— Start of Passage to read —

35

I saw on Reddit that a site called Sputnik News reported that one-fourth of people named Ali in Sweden have a criminal record. I researched a little bit but couldn't find any other source validating this claim.

Is this true?

Source: https://sputniknews.com/society/201911111077277162-one-fourth-of-people-named-ali-in-sweden-have-a-criminal-record--report/

Samhällsnytt's search found that nearly a quarter of people named Ali residing in Sweden have a criminal record.

A search in Statistics Sweden revealed that 40,790 people have Ali as either first name or surname. A search in Lexbase resulted in 9,742 hits, meaning that roughly 24 percent of all Alis in Sweden have a conviction.

Reddit post: https://www.reddit.com/r/tucker_carlson/comments/dzup5e/imagine_my_shock/

5
  • Comments are not for extended discussion; this conversation has been moved to chat. If it isn't about improving the question, go there.
    – Oddthinking
    Commented Nov 22, 2019 at 13:47
  • 34
    Given that this question is related to blatant propaganda, propaganda that relies on its headline message being spread far and wide, propaganda that doesn't hold up the second you scratch the surface; is it really a good idea that this question is in HNQ? Putting it in HNQ seems to be an act that works for the propaganda rather than against it (because more people will see the headline in passing and not read further, leaving them with the message implanted in their minds). Or, rather, does being in HNQ actually encourage deeper inspection? (as it has for me) Or is this a question for Meta?

— End of Passage to read —

◆ Written task A ◆
Convert the lines of the entries below into a JSON list of strings, one string per line with blank lines omitted, starting at the line that contains "Give x and y for each instance of the pale" and ending at the line that contains "<point>76,134</point>".

— Start of Source records —

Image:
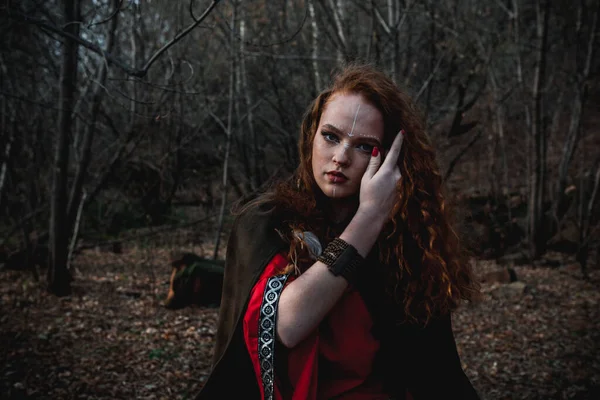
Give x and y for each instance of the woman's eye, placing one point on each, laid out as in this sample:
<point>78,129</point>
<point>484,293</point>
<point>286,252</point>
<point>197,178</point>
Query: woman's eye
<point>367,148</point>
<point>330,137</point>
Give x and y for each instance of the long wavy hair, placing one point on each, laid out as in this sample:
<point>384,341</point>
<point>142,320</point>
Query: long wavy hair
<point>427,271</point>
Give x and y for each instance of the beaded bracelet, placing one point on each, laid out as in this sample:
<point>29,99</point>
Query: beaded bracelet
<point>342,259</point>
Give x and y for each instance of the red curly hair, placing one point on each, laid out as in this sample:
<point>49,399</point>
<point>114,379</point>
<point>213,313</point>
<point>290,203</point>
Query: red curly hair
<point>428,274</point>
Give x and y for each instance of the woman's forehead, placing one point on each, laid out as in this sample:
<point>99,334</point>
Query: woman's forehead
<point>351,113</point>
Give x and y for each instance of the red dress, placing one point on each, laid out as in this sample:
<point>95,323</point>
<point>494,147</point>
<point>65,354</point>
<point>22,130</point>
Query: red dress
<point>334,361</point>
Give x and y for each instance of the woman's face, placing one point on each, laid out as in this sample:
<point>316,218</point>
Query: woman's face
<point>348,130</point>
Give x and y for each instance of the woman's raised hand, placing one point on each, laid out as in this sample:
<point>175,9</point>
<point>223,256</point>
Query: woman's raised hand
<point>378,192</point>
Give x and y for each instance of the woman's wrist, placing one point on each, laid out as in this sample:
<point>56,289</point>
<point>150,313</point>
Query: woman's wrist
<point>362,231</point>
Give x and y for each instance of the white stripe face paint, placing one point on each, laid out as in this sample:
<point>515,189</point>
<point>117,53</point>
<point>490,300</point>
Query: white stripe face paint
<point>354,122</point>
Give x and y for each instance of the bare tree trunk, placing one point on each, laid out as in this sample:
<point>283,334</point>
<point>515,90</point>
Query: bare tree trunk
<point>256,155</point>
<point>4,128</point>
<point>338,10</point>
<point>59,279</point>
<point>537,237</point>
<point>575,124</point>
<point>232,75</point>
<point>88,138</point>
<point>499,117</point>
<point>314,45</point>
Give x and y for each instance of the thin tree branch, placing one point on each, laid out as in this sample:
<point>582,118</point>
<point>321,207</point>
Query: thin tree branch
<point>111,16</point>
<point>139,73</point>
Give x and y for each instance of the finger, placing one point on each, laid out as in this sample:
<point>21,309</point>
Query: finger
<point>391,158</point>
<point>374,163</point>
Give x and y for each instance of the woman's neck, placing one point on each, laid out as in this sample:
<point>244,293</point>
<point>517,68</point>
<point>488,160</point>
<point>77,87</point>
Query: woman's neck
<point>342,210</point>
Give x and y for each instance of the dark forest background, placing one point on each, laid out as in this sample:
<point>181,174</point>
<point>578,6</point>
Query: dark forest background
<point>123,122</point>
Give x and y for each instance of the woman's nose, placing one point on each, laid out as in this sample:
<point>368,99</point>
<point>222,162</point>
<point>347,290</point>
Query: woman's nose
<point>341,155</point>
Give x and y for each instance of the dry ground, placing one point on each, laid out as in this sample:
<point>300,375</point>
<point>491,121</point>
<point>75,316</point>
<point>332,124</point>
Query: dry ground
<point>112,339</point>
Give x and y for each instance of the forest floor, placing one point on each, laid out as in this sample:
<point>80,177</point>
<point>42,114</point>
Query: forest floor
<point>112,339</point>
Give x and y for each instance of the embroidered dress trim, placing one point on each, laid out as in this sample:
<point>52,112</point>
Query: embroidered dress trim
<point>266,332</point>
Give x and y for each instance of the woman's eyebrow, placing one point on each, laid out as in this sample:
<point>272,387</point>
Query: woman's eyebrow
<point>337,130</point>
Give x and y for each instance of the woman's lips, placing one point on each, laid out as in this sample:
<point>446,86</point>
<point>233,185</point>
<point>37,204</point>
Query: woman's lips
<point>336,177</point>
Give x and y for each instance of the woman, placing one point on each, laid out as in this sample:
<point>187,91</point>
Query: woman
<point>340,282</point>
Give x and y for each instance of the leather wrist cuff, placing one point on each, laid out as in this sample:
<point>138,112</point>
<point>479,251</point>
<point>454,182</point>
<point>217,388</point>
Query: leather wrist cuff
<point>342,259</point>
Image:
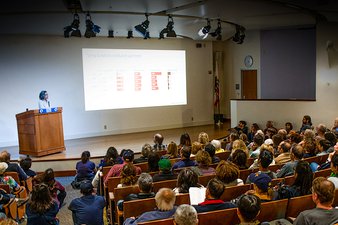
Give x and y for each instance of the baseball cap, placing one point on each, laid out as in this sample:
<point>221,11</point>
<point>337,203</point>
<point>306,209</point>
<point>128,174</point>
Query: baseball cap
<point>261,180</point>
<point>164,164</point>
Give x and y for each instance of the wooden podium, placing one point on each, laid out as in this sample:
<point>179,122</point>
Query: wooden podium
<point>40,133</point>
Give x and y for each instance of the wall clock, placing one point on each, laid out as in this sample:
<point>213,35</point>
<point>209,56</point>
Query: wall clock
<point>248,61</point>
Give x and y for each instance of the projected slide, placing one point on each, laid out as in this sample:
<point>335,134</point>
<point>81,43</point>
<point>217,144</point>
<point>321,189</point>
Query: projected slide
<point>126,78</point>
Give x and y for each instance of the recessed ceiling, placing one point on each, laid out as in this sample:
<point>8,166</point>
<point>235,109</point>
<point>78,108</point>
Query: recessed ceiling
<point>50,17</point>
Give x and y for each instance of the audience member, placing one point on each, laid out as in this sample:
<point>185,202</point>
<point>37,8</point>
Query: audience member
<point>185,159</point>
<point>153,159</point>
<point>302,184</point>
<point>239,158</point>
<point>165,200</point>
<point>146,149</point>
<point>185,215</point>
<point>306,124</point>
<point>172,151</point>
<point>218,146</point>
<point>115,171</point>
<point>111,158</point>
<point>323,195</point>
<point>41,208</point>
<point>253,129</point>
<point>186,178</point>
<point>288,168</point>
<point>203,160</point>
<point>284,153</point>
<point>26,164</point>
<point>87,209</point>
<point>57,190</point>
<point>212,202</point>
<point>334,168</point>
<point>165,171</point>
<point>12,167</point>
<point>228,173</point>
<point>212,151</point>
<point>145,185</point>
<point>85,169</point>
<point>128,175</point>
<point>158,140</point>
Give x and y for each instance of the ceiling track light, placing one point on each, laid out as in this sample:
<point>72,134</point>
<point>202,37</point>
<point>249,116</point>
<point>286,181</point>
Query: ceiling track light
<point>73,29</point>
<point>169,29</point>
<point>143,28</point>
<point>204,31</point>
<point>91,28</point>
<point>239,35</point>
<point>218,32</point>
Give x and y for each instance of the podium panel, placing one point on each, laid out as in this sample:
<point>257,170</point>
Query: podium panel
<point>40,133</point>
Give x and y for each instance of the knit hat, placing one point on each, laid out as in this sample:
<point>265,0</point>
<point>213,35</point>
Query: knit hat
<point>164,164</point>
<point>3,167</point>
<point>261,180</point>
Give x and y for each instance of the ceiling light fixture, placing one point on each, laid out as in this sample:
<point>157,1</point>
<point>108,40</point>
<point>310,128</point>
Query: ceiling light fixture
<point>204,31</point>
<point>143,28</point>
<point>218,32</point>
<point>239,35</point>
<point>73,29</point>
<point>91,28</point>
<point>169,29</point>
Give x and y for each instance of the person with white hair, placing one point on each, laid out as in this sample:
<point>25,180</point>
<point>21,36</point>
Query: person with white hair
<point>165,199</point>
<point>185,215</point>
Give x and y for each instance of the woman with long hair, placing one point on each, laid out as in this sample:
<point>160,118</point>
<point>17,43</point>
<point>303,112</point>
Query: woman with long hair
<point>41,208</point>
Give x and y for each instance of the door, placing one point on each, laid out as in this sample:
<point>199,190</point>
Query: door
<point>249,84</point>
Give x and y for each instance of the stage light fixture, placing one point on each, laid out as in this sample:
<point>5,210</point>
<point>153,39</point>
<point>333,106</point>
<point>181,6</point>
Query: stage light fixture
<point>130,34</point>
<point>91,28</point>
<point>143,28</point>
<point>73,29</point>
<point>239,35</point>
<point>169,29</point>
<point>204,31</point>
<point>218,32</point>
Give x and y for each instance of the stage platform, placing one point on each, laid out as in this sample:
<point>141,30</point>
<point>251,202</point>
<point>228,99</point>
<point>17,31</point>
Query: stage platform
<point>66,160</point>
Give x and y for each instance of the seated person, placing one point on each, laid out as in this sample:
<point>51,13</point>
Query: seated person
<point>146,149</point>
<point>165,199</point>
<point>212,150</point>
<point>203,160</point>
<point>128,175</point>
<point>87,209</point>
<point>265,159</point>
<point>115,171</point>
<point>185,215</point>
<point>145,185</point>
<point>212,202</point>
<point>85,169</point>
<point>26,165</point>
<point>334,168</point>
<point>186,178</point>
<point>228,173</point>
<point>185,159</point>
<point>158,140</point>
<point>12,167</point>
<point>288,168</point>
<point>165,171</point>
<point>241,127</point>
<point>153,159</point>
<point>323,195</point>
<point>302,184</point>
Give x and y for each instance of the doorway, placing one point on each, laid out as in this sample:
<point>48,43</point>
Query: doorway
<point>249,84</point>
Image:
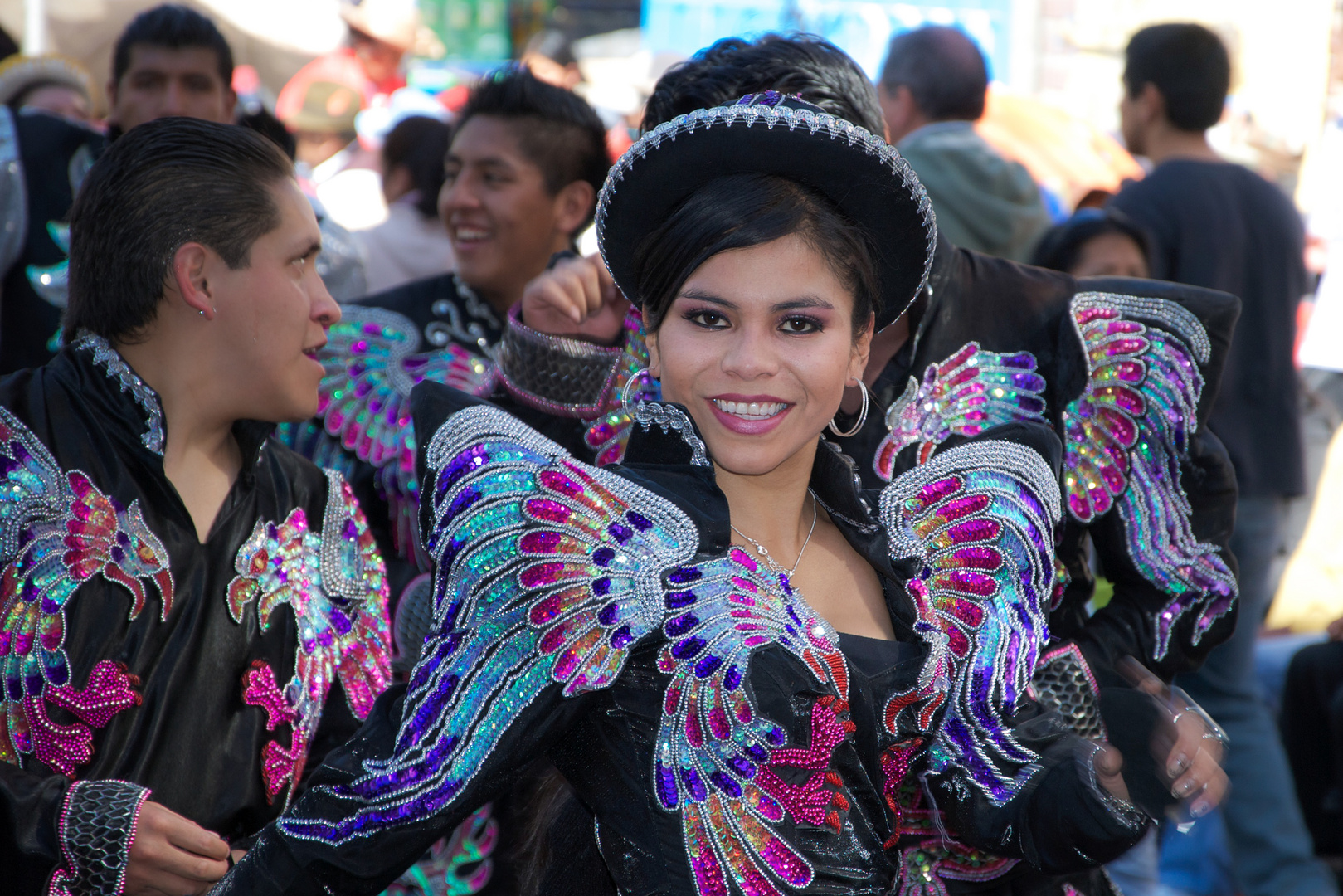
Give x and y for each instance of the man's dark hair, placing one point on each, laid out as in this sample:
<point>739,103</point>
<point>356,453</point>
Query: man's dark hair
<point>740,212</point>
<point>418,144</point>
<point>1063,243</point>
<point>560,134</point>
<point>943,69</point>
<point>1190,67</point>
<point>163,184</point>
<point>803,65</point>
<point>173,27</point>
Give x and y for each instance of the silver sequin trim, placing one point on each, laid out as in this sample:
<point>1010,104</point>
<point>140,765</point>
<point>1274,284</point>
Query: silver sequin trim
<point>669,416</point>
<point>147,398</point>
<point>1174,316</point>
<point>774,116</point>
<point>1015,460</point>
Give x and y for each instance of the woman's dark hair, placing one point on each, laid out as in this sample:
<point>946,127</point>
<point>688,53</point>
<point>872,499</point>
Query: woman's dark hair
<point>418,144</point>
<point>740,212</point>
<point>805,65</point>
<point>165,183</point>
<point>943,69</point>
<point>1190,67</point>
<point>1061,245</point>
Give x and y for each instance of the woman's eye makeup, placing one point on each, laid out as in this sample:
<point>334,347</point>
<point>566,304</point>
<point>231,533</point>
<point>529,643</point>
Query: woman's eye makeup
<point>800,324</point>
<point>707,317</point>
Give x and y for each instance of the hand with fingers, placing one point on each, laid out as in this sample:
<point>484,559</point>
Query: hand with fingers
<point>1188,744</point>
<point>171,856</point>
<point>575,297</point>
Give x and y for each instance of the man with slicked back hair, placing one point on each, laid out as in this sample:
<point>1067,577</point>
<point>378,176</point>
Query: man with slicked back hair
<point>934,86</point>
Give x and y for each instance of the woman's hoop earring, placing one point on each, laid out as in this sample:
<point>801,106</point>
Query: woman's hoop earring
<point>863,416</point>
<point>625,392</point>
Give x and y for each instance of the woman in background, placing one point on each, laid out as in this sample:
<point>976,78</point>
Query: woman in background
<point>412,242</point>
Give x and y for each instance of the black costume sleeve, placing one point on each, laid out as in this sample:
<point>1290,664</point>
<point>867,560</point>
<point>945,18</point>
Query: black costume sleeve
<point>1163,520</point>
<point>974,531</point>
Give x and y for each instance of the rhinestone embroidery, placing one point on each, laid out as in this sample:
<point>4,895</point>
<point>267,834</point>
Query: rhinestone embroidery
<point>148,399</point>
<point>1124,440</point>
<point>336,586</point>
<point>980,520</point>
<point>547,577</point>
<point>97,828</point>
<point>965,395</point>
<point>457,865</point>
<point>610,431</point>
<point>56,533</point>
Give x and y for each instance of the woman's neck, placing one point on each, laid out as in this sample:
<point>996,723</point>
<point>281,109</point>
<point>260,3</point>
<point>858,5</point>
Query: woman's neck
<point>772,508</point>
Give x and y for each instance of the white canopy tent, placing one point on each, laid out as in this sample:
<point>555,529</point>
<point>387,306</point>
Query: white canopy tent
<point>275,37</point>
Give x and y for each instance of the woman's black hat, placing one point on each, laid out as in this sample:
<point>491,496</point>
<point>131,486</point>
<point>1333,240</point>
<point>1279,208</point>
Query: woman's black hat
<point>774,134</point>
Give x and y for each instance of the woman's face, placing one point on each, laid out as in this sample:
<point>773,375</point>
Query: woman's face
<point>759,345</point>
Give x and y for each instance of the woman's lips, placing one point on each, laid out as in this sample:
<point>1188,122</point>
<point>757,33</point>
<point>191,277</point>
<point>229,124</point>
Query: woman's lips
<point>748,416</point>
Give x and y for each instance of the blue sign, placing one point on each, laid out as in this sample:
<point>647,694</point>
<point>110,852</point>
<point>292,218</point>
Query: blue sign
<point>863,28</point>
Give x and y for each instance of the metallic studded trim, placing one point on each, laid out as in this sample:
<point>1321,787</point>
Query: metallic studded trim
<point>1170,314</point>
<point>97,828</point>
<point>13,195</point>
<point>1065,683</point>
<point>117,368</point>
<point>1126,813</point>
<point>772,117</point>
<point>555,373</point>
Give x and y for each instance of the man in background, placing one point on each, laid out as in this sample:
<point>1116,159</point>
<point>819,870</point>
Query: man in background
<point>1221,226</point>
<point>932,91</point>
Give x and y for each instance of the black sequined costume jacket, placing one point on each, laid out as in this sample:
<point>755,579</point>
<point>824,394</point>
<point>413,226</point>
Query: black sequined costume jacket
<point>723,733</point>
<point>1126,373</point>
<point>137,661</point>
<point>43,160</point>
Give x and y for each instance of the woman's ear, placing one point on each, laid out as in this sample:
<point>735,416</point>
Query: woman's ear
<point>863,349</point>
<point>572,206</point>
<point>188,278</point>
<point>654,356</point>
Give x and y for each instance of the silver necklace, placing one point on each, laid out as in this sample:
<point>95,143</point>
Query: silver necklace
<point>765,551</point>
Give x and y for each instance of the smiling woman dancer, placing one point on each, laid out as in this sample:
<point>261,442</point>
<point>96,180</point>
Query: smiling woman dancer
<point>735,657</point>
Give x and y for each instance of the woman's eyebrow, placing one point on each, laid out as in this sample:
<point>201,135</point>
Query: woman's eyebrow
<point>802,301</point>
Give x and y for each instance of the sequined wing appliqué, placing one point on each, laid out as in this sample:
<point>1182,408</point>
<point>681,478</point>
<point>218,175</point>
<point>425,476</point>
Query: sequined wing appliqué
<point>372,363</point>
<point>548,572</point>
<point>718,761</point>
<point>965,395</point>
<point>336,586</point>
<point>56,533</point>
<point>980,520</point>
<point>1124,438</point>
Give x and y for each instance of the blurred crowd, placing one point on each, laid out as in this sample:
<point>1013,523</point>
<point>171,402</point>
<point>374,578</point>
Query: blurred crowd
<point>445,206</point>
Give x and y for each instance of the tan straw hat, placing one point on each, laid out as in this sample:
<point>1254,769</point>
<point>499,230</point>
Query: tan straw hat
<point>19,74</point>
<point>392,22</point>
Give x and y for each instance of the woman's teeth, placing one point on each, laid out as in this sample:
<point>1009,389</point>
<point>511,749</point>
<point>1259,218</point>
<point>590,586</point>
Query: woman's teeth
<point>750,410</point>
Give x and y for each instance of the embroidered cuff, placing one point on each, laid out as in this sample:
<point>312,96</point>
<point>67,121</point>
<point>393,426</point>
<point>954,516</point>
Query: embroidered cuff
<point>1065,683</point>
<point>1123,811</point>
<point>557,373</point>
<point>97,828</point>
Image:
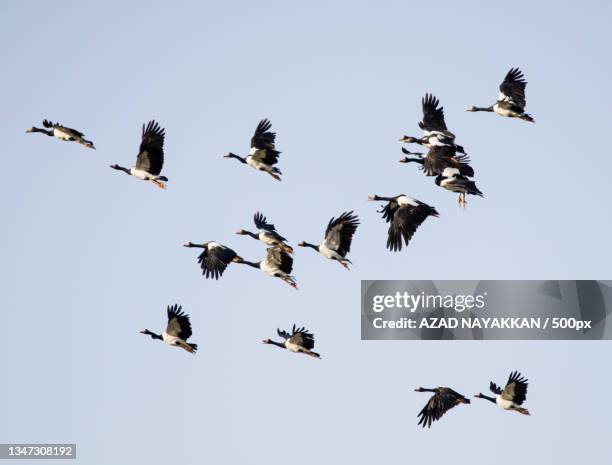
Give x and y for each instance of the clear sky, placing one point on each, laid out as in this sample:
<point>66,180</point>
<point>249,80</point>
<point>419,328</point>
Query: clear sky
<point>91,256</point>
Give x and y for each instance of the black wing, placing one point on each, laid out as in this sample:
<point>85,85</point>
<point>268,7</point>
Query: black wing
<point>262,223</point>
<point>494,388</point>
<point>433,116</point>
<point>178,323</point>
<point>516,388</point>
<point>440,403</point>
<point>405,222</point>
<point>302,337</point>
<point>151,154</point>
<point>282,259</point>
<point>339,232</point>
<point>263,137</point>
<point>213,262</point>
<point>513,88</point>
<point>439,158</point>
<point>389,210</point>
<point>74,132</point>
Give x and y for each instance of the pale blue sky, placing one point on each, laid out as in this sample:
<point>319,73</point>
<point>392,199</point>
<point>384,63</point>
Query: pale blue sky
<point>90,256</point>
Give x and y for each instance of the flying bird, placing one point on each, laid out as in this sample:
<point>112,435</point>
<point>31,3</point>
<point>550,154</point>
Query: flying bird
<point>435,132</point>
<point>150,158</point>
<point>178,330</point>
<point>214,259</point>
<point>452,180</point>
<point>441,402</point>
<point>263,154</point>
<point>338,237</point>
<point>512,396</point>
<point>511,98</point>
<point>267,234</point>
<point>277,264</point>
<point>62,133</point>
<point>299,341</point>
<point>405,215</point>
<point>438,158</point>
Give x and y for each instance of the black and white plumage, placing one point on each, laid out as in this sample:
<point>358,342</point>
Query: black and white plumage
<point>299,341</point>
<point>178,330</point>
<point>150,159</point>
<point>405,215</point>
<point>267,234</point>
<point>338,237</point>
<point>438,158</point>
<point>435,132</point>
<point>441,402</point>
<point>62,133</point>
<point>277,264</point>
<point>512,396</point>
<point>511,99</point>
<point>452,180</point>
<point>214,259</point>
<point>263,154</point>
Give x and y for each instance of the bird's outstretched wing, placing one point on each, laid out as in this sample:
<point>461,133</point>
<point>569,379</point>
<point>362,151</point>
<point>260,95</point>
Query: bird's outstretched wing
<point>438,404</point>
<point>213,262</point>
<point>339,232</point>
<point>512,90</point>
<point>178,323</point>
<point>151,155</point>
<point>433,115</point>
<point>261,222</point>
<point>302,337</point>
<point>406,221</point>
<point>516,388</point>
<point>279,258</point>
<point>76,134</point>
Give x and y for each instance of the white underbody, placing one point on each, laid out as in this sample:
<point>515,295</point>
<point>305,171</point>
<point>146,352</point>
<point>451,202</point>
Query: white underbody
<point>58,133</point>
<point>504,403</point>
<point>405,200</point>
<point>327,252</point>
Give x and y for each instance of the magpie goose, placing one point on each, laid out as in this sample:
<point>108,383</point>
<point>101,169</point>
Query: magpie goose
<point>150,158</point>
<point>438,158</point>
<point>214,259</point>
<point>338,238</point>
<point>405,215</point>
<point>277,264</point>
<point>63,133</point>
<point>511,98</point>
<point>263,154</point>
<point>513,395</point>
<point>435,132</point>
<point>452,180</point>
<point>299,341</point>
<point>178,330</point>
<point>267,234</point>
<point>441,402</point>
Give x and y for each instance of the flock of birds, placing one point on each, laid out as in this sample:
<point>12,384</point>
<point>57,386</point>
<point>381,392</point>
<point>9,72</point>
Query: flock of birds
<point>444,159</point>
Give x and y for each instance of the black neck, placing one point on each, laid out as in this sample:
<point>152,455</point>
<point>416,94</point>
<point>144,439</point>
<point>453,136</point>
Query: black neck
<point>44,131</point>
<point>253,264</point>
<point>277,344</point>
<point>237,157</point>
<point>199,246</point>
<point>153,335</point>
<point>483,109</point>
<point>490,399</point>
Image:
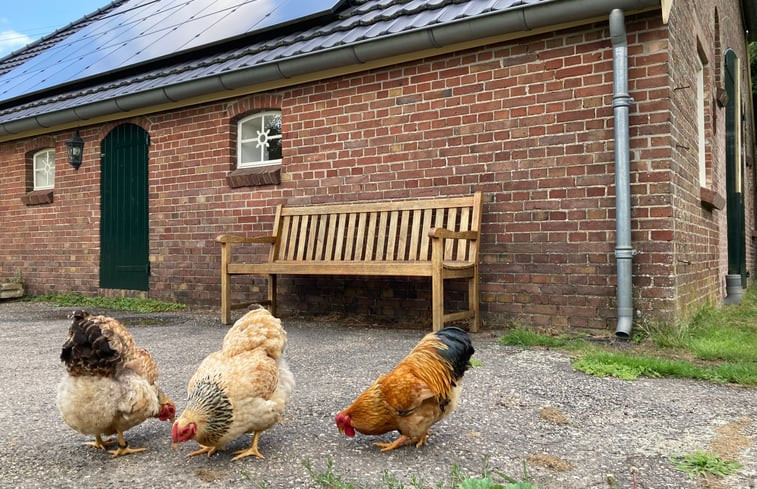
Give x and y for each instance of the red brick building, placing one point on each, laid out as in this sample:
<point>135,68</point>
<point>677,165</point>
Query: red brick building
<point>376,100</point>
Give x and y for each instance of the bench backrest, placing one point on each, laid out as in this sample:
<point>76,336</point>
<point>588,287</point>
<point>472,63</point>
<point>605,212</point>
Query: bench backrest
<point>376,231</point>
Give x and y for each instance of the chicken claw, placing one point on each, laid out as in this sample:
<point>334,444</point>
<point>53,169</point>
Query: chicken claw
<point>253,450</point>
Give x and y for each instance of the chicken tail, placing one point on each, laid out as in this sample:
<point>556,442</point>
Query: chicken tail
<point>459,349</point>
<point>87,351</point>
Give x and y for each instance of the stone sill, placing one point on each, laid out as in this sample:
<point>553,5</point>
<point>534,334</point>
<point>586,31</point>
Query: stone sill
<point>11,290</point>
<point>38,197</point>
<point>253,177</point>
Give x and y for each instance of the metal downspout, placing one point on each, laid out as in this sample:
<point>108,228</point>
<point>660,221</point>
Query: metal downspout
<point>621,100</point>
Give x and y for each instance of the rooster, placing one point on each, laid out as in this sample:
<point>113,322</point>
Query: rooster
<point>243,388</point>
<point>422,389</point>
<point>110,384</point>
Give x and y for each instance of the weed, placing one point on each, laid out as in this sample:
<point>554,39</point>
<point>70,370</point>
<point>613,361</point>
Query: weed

— End of Source records —

◆ Written task B ◆
Reproduce the passage from the post about the Sputnik News claim word for word, starting at "I saw on Reddit" and ending at "validating this claim.".

◆ Answer A ◆
[
  "Give x and y for each instance of the pale blue sky, placing one point on each, laid out as in this sample:",
  "<point>319,73</point>",
  "<point>392,199</point>",
  "<point>384,63</point>",
  "Query: pale blue sky",
  "<point>90,256</point>",
  "Give x and y for each instance of the flying bird, placing one point on each, laid out as in this sample:",
  "<point>112,435</point>",
  "<point>31,3</point>",
  "<point>550,154</point>",
  "Query: flying bird",
  "<point>435,132</point>",
  "<point>150,158</point>",
  "<point>178,330</point>",
  "<point>214,259</point>",
  "<point>452,180</point>",
  "<point>441,402</point>",
  "<point>263,154</point>",
  "<point>338,237</point>",
  "<point>512,396</point>",
  "<point>511,98</point>",
  "<point>267,234</point>",
  "<point>277,264</point>",
  "<point>62,133</point>",
  "<point>299,341</point>",
  "<point>405,215</point>",
  "<point>438,158</point>",
  "Give x and y for each instance of the black and white plumage, placing one point on each, laid out as in this sample:",
  "<point>358,342</point>",
  "Query: black and white plumage",
  "<point>299,341</point>",
  "<point>178,330</point>",
  "<point>150,159</point>",
  "<point>405,215</point>",
  "<point>267,234</point>",
  "<point>338,237</point>",
  "<point>438,158</point>",
  "<point>435,132</point>",
  "<point>441,402</point>",
  "<point>62,133</point>",
  "<point>277,264</point>",
  "<point>512,396</point>",
  "<point>511,99</point>",
  "<point>452,180</point>",
  "<point>214,259</point>",
  "<point>263,154</point>",
  "Give x and y for each instance of the bird's outstretched wing, placing one point on each, laid out as in this sample:",
  "<point>461,133</point>",
  "<point>569,379</point>",
  "<point>362,151</point>",
  "<point>260,95</point>",
  "Query: bird's outstretched wing",
  "<point>438,404</point>",
  "<point>213,262</point>",
  "<point>339,232</point>",
  "<point>512,90</point>",
  "<point>178,323</point>",
  "<point>151,155</point>",
  "<point>433,115</point>",
  "<point>261,222</point>",
  "<point>302,337</point>",
  "<point>406,221</point>",
  "<point>516,388</point>",
  "<point>279,258</point>",
  "<point>76,134</point>"
]

◆ Answer B ◆
I saw on Reddit that a site called Sputnik News reported that one-fourth of people named Ali in Sweden have a criminal record. I researched a little bit but couldn't find any other source validating this claim.